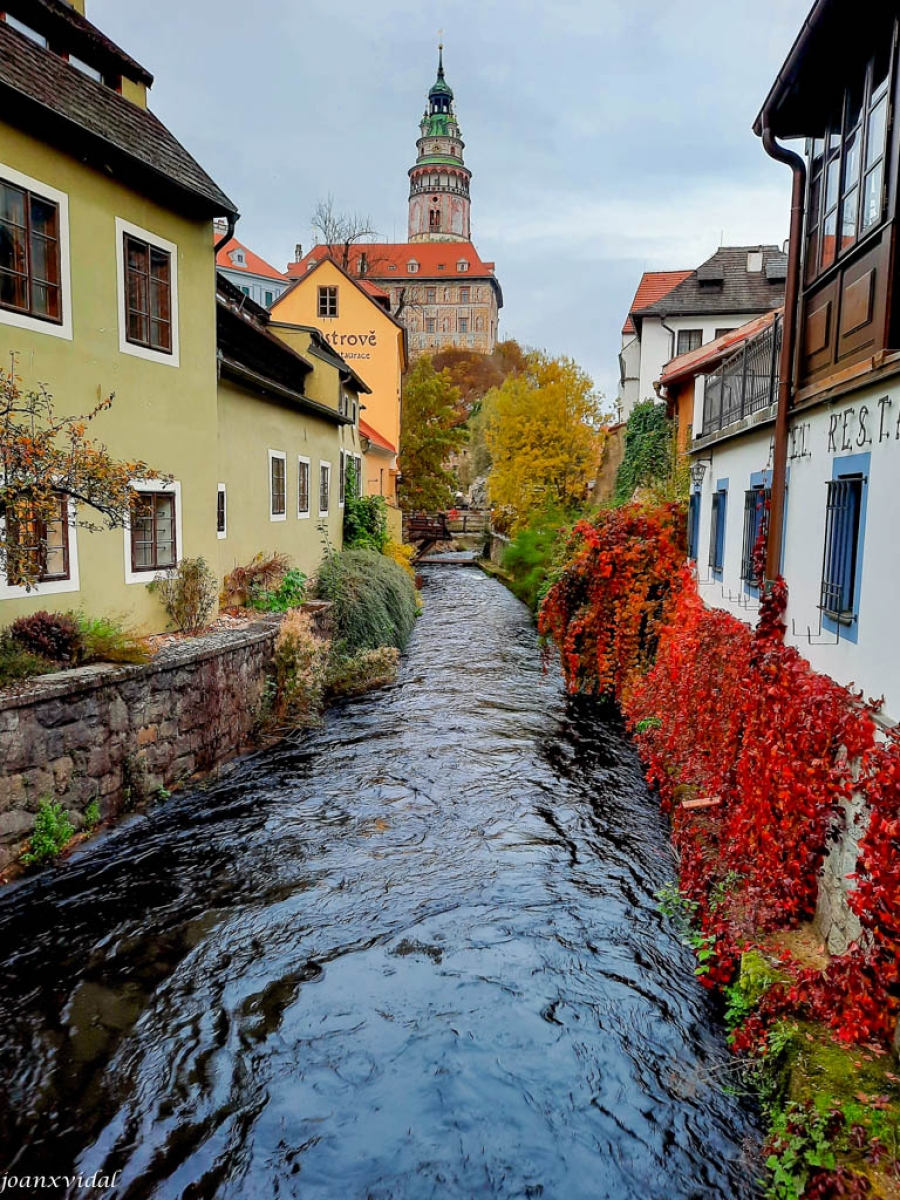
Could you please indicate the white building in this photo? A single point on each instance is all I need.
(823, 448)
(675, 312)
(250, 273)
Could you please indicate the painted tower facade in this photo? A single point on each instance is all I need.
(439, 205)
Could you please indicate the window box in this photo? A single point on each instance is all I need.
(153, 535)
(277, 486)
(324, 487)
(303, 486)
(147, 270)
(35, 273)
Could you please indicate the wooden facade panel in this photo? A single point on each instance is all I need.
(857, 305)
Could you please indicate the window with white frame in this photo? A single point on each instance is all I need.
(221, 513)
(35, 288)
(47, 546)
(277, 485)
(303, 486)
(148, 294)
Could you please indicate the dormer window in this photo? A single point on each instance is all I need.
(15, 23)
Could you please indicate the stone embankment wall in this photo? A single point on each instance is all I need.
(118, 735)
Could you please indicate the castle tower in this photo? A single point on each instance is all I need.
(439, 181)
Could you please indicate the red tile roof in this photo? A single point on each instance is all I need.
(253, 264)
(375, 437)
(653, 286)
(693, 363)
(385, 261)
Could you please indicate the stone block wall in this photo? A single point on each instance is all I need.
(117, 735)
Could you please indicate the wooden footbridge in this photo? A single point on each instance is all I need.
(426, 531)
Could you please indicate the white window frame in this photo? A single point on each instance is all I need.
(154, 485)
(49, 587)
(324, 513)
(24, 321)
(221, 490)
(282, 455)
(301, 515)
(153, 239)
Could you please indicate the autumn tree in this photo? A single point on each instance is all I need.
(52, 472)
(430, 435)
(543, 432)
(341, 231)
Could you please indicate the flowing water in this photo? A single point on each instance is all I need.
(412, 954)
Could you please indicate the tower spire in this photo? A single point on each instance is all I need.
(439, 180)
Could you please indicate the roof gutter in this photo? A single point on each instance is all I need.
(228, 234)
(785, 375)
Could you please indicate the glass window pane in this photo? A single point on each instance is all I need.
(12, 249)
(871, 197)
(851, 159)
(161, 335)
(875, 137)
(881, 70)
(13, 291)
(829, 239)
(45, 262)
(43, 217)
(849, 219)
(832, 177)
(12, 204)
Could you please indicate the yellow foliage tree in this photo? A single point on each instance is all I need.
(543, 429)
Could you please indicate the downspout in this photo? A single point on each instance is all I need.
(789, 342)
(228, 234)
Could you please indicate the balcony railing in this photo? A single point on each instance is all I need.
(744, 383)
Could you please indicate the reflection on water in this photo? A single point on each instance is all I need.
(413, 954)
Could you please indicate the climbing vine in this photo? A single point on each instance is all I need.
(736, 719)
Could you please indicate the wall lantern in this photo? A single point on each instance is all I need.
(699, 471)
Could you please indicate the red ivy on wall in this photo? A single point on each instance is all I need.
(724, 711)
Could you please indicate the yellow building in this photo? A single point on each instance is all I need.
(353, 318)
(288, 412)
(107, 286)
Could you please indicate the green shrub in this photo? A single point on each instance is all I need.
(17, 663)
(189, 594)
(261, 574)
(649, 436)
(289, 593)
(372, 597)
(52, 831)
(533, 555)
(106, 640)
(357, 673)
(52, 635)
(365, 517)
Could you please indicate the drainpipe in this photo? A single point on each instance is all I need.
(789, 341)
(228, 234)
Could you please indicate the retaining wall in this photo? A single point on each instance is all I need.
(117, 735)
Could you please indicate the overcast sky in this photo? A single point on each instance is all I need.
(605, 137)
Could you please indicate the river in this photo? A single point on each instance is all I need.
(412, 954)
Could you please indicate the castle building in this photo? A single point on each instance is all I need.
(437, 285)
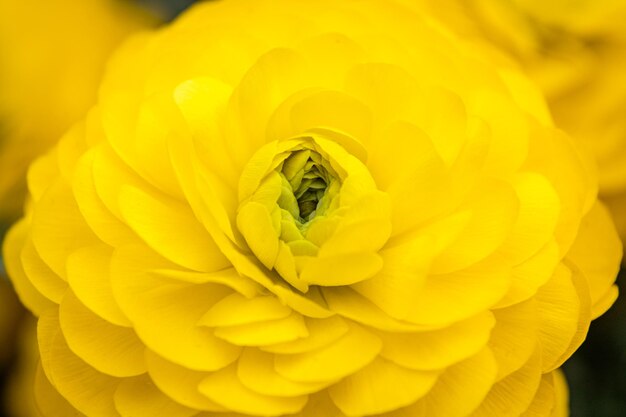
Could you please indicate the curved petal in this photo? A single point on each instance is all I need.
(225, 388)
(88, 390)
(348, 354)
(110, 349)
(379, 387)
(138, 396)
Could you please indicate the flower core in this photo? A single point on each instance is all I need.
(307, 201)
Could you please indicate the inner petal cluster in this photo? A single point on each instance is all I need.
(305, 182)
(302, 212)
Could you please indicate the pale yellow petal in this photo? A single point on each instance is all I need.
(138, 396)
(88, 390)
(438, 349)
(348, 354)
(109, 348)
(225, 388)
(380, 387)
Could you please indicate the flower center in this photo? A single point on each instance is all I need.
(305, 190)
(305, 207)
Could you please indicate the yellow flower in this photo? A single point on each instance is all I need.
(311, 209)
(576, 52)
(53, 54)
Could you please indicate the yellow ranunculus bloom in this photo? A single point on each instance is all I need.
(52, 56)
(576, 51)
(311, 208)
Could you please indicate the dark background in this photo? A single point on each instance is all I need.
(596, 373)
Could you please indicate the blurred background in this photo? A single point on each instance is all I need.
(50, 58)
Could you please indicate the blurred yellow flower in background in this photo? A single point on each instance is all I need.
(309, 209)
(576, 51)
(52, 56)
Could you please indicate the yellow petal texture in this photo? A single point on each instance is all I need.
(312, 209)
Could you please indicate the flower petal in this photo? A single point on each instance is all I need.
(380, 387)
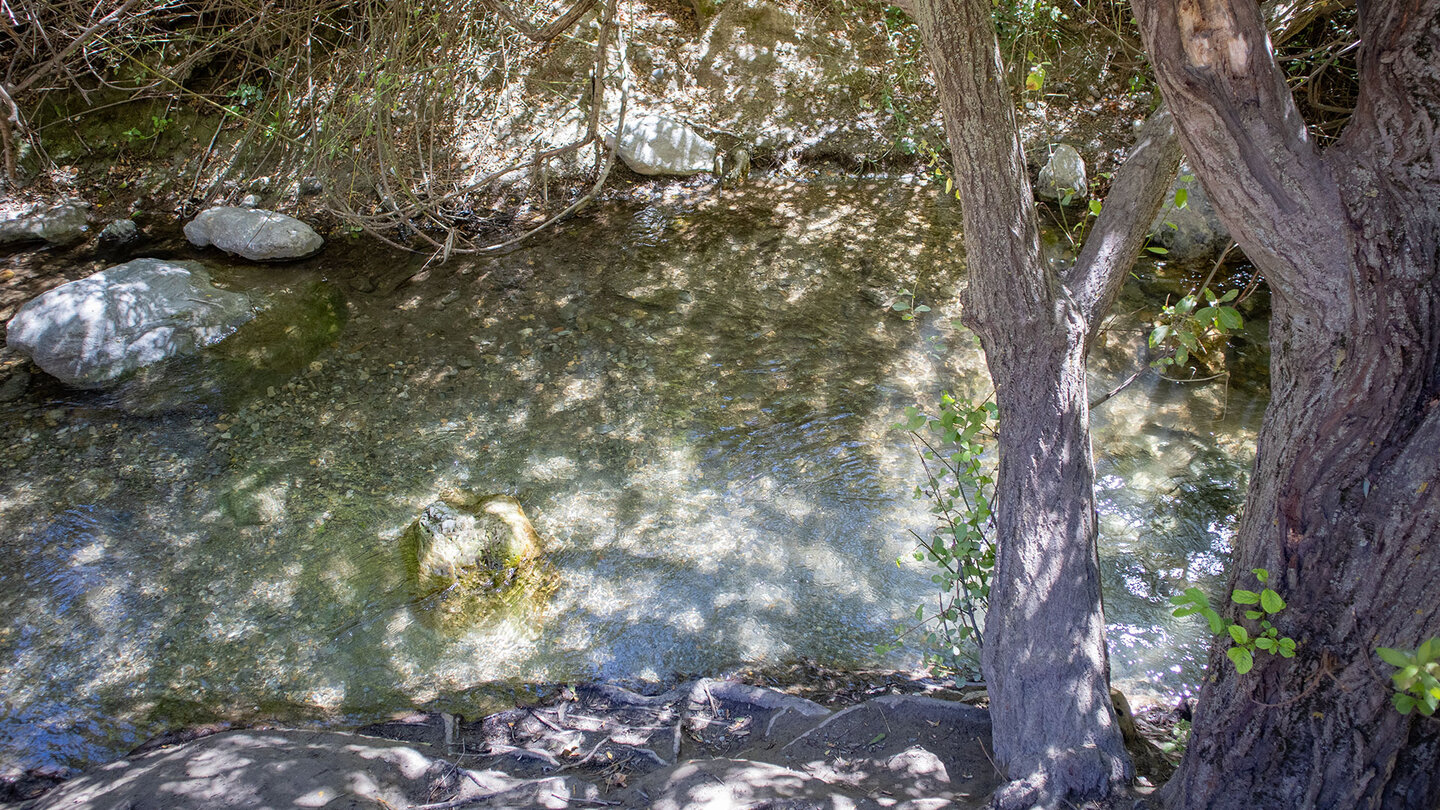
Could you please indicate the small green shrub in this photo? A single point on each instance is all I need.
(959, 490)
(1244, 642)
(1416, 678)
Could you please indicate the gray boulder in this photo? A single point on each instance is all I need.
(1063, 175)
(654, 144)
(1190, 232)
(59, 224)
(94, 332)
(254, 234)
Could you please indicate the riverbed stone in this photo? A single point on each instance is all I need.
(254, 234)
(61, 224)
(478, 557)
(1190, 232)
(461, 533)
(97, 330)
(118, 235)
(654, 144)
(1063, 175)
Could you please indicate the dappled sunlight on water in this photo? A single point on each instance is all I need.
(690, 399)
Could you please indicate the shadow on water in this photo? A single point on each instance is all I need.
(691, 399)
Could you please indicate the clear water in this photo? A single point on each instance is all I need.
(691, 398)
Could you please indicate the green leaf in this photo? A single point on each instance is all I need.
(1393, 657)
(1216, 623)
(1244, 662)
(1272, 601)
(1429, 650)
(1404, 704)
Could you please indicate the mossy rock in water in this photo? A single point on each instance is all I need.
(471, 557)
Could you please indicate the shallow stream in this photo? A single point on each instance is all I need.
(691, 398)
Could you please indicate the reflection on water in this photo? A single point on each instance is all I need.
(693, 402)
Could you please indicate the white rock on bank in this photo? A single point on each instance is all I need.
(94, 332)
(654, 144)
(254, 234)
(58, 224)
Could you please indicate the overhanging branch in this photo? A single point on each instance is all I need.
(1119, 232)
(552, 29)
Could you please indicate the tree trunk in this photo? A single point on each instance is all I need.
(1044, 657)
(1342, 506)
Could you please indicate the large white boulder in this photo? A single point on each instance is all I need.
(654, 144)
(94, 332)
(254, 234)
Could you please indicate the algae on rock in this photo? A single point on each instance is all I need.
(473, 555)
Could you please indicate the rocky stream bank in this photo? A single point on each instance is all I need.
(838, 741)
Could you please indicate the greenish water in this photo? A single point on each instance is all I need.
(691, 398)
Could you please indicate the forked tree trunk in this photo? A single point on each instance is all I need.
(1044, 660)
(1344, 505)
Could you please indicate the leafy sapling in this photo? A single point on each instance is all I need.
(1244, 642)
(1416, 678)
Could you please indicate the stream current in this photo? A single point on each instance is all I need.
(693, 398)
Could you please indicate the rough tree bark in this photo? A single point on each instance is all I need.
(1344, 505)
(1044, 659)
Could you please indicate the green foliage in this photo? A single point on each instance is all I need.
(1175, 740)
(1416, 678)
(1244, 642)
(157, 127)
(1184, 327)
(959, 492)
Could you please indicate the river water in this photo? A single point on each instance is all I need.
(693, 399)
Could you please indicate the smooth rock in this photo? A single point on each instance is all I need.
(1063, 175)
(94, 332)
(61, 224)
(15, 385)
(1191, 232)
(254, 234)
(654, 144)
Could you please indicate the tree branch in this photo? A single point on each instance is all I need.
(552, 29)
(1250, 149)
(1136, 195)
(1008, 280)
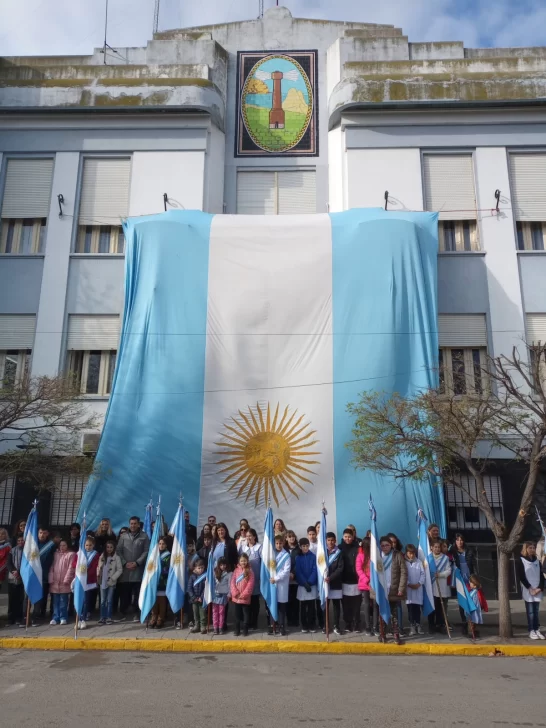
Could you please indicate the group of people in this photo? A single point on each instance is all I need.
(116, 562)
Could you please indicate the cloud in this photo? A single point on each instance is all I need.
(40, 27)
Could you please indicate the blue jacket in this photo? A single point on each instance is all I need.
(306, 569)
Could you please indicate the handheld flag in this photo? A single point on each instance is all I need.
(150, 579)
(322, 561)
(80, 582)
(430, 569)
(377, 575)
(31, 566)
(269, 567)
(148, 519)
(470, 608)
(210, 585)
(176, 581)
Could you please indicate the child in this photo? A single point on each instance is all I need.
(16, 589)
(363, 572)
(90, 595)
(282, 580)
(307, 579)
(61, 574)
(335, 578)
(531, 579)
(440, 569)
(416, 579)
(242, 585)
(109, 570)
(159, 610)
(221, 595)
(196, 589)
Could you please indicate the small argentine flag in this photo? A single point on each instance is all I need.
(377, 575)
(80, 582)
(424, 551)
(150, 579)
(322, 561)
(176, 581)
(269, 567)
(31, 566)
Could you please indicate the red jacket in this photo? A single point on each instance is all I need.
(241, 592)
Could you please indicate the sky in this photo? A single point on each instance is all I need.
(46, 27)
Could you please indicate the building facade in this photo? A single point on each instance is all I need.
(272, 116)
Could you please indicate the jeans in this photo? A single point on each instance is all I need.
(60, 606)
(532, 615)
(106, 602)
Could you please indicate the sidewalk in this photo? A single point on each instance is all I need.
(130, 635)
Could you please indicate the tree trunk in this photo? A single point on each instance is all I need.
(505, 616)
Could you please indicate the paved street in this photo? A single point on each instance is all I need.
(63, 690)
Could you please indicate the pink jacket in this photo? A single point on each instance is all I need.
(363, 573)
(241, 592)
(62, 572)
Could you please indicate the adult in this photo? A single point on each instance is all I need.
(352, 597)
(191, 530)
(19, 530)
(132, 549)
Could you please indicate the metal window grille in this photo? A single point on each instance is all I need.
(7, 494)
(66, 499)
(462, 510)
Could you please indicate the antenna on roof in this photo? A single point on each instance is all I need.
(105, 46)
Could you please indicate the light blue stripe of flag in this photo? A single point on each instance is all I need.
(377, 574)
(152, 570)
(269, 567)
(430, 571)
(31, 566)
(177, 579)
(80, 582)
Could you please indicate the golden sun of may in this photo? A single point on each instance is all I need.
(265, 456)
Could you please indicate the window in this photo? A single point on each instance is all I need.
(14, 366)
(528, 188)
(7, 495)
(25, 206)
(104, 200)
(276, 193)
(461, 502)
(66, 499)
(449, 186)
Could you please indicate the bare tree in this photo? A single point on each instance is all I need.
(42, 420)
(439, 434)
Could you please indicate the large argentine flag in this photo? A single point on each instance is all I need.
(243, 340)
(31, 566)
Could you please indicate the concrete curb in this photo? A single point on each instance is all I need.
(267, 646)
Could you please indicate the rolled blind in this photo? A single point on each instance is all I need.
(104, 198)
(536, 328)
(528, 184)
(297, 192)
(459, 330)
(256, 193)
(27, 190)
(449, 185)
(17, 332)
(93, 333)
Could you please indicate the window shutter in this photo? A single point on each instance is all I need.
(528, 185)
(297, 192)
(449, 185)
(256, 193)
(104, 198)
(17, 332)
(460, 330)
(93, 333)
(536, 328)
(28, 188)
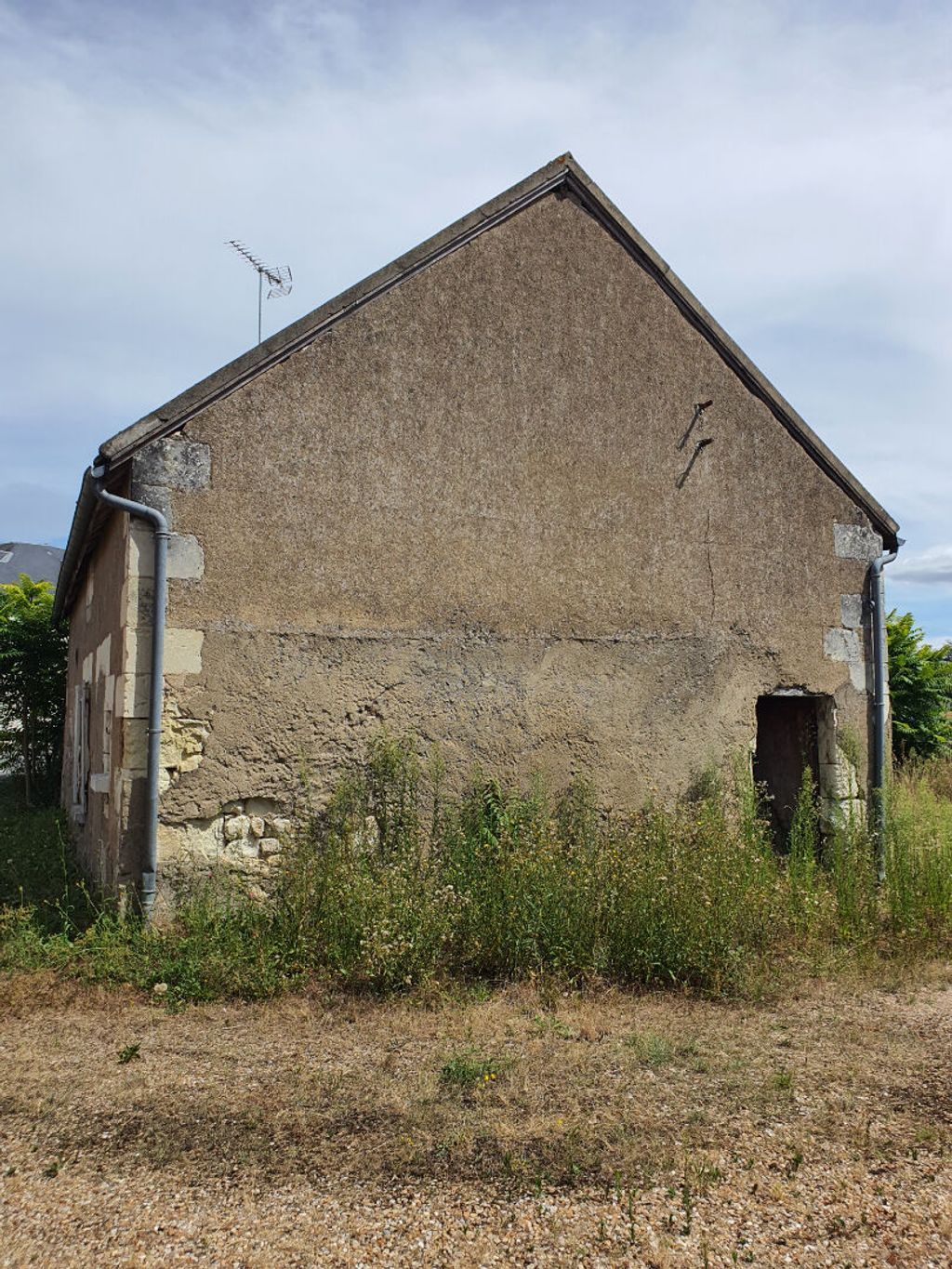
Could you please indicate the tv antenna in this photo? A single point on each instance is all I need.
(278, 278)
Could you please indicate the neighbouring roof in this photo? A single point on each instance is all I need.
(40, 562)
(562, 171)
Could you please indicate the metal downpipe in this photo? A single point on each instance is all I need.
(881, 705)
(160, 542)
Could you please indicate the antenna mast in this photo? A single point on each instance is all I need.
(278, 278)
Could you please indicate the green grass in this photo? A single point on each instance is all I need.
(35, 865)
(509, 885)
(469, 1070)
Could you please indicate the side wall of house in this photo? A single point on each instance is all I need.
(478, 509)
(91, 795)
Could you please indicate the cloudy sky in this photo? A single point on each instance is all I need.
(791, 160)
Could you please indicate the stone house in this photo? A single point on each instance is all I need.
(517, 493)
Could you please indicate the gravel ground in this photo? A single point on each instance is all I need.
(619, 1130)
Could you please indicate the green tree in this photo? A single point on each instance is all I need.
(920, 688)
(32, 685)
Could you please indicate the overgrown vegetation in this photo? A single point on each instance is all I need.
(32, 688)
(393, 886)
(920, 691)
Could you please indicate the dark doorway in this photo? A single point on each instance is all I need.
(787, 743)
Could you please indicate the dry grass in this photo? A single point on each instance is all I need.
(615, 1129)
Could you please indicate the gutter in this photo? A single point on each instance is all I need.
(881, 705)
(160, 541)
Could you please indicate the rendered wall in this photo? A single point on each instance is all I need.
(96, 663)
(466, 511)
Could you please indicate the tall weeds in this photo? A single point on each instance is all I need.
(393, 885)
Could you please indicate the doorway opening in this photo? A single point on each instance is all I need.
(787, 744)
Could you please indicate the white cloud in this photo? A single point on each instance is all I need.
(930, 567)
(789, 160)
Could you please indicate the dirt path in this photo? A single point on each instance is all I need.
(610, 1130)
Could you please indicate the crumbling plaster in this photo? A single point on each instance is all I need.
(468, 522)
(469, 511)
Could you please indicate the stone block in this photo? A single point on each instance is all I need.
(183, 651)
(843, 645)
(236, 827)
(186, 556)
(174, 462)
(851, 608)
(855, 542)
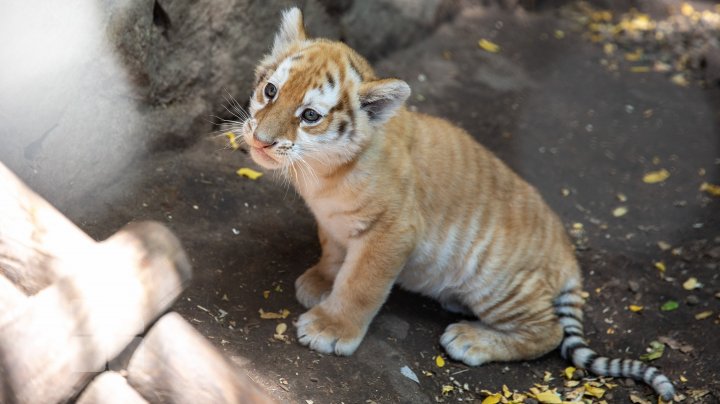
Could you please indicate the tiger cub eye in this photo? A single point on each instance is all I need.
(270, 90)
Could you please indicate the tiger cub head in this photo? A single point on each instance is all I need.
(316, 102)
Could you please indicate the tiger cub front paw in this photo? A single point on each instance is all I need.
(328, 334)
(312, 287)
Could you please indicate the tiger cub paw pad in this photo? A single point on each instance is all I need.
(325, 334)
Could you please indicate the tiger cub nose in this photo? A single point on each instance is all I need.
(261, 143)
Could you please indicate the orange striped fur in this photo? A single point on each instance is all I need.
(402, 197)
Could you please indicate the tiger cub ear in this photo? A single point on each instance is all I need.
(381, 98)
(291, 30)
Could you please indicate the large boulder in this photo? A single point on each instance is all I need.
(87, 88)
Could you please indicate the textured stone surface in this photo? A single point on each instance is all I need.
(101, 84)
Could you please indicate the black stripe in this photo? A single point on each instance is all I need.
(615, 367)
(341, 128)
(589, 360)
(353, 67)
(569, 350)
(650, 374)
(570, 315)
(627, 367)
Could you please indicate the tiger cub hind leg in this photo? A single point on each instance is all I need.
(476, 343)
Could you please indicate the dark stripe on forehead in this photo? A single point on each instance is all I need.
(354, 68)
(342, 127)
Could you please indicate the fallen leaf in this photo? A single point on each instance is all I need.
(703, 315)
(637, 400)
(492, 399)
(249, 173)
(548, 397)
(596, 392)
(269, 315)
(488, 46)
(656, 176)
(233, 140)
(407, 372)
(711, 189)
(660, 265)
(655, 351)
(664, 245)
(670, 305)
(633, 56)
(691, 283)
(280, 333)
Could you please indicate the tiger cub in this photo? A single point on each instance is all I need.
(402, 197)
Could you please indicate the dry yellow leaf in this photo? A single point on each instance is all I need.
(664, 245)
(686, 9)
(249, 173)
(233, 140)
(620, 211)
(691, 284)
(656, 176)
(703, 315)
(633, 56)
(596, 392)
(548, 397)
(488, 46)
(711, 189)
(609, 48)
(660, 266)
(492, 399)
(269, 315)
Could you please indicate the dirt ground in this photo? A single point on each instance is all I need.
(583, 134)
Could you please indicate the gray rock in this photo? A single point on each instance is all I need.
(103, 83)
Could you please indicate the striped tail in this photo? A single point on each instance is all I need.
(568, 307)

# PROBLEM TO SOLVE
Reproduce only the lines running from the one that contains "Could you please indicate the orange" to the last line of the records.

# RESULT OF THIS TASK
Could you please indicate the orange striped fur in this photo? A single point on each instance is all I need.
(402, 197)
Could you please indicate the tiger cub ear in this photo? A single point on each instance is all I need.
(381, 98)
(291, 30)
Could you please indicate the large boulder in this photo? A single point on each instance is all I need.
(87, 88)
Could you please indicate the textured stone surface in this photo? A single point on each instance is all I need.
(101, 84)
Could you please indicate the black stripe in this photo? A single point on each instance is all I need.
(615, 367)
(341, 128)
(589, 360)
(353, 67)
(569, 350)
(650, 374)
(570, 315)
(627, 367)
Could you please indicate the tiger cub hind leg in this photo? A single point on each instance is all I need.
(476, 343)
Could you please indicate the dark stripe on forehead in this photo? A single point on each instance is all I need.
(354, 68)
(342, 127)
Could you please indicate the fallen leaf in this photo? A single point on each instance is all I need.
(703, 315)
(637, 400)
(492, 399)
(249, 173)
(548, 397)
(596, 392)
(269, 315)
(488, 46)
(656, 176)
(233, 140)
(407, 372)
(711, 189)
(660, 265)
(655, 351)
(664, 245)
(670, 305)
(633, 56)
(691, 283)
(280, 333)
Could you please indicate the tiger cub in this photo? A single point on each instance is all I need.
(402, 197)
Could you please indicate the dry yellow leaf in this photo? A single point on each instance is all I need.
(664, 245)
(686, 9)
(249, 173)
(233, 140)
(620, 211)
(691, 284)
(656, 176)
(703, 315)
(633, 56)
(596, 392)
(548, 397)
(488, 46)
(711, 189)
(609, 48)
(660, 266)
(492, 399)
(269, 315)
Could you please indicate the dirt ground in this photo? A single point on each instance is all I need.
(583, 134)
Could you please indicate the gray rock in this photo? A single point on each instance is all I need.
(103, 83)
Could you please indicate the striped tail in this photo? A single point on each instance is all I need.
(568, 307)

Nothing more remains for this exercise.